> [EXERCISE REQUIREMENTS]
1. Answer the following about the forum thread on charging a Lipo battery.
(a) What capacity does dakotanut give for the new battery?
(b) How often does Courtney Vaughan recommend a balance charge?
(c) Which charger does sixshootertexan name as one that decides for him?
2. Update a passage of the forum thread on charging a Lipo battery. Begin at the words "# Lipo and charger", stop after "called out again?!.", and replace "4000 mah" with "5000 mah".

> [TEXT SHOWN]
-*-
# Lipo and charger need help please.



## dakotanut (Apr 6, 2009)

Just got my new charger and Lipo battery. It is a 2 cell 4000 mah 25 C battery. What all do I need to know to charge it? Like should I balance charge it, fast charge it, just charge it or what? I don't want to screw this thing up. Thanks. I keep missing the race at river race track. If I don't get called out again?!.


----------



## GoFaster (May 4, 2005)

charge it no faster than 2.5 amps one tenth the C rating.

Balance charging is always good but not necessary all the time.


----------



## sixshootertexan (Nov 27, 2006)

What charger is it?


----------



## Courtney Vaughan (Apr 11, 2007)

I disagree with Ron......you can charge most of the newer 25C batteries at 3.5 to 4 amps.

balance/charge it once every 5-6 charges and you should be fine.

ditto.......what charger do you have? if it's a hyperion, it will decide for you.


----------



## GoFaster (May 4, 2005)

Courtney Vaughan said:


> I disagree with Ron......you can charge most of the newer 25C batteries at 3.5 to 4 amps.


I'm just skeered.  Don't want to burn down my house. lol


----------



## Courtney Vaughan (Apr 11, 2007)

i remember when the rule of thumb used to be 1/10 of the C rating, but now it's getting down into the 1/6 to 1/8 of the C rating.....and the newer technology batteries/chargers will be around half of that!


----------



## sixshootertexan (Nov 27, 2006)

Correct CV my Triton Jr decides for me according to the Mah size.


----------



## Courtney Vaughan (Apr 11, 2007)

GoFaster said:


> I'm just skeered.  Don't want to burn down my house. lol


Don't be skeered Ron! You can charge that Slash battery at 4 amps and it probably won't eve be warm to the touch when you're done charging it, and will take nearly half the time.


----------



## dakotanut (Apr 6, 2009)
-*-
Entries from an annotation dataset
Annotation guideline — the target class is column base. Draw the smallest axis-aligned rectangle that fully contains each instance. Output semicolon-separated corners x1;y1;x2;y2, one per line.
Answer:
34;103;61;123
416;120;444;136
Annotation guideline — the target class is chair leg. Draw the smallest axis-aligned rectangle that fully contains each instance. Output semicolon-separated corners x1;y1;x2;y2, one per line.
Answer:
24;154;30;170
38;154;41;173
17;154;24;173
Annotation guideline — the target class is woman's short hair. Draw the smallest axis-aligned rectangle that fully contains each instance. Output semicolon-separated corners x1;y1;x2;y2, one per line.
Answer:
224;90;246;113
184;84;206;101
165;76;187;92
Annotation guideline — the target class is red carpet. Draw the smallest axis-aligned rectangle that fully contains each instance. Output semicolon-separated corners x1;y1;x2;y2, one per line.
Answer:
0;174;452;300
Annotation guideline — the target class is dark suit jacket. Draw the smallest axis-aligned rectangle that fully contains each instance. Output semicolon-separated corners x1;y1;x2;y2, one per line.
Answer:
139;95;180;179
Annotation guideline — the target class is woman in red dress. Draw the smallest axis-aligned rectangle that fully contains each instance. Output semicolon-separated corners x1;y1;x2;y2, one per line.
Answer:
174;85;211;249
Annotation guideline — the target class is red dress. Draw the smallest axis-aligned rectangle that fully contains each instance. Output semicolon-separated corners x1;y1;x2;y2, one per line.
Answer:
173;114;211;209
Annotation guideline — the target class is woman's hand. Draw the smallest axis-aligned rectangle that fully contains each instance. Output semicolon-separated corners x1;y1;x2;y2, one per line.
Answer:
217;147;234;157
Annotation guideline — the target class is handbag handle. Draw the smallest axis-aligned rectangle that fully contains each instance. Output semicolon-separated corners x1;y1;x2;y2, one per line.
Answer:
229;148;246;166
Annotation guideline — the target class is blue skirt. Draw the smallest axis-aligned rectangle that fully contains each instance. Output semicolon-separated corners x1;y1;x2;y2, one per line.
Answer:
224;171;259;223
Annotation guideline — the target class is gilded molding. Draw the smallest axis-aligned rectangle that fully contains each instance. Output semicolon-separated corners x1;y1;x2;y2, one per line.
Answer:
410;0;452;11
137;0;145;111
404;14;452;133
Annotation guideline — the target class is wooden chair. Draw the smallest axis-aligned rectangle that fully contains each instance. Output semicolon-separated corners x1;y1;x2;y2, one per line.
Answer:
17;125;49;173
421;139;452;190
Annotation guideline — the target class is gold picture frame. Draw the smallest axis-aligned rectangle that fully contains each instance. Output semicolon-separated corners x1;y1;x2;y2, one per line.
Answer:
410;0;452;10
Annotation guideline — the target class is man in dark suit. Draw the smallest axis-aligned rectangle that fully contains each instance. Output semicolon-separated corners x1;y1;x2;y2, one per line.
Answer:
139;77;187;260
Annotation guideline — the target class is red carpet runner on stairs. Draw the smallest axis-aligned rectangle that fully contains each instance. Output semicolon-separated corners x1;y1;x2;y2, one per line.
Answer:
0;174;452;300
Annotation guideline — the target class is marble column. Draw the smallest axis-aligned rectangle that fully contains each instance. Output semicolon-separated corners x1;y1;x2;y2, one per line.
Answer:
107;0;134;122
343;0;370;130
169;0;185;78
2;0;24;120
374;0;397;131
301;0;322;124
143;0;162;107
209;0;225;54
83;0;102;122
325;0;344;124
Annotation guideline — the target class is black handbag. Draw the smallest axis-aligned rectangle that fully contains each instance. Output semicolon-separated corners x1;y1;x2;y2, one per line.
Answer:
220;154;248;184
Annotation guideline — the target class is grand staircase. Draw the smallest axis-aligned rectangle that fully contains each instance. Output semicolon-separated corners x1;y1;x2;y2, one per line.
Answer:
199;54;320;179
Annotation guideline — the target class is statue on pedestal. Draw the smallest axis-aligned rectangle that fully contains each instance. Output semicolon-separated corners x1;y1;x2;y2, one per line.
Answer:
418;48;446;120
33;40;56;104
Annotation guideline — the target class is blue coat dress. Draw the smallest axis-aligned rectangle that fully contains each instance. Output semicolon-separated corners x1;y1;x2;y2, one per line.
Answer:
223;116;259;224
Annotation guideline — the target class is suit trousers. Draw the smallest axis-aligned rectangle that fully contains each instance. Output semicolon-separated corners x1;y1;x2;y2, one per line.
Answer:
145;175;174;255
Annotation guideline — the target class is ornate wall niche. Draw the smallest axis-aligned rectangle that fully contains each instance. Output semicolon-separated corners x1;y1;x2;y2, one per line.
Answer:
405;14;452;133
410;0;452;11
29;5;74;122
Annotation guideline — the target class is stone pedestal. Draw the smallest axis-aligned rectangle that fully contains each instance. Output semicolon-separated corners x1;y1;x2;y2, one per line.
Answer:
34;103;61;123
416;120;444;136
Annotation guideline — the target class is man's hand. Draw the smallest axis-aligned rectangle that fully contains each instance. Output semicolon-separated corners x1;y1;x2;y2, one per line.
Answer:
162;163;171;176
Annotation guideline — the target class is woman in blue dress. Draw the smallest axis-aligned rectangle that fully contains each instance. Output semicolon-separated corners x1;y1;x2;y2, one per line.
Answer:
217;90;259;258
-*-
> [RESULTS FOR EACH TASK]
1.
(a) 4000 mah
(b) Once every 5-6 charges
(c) The Triton Jr

2.
# Lipo and charger need help please.



## dakotanut (Apr 6, 2009)

Just got my new charger and Lipo battery. It is a 2 cell 5000 mah 25 C battery. What all do I need to know to charge it? Like should I balance charge it, fast charge it, just charge it or what? I don't want to screw this thing up. Thanks. I keep missing the race at river race track. If I don't get called out again?!.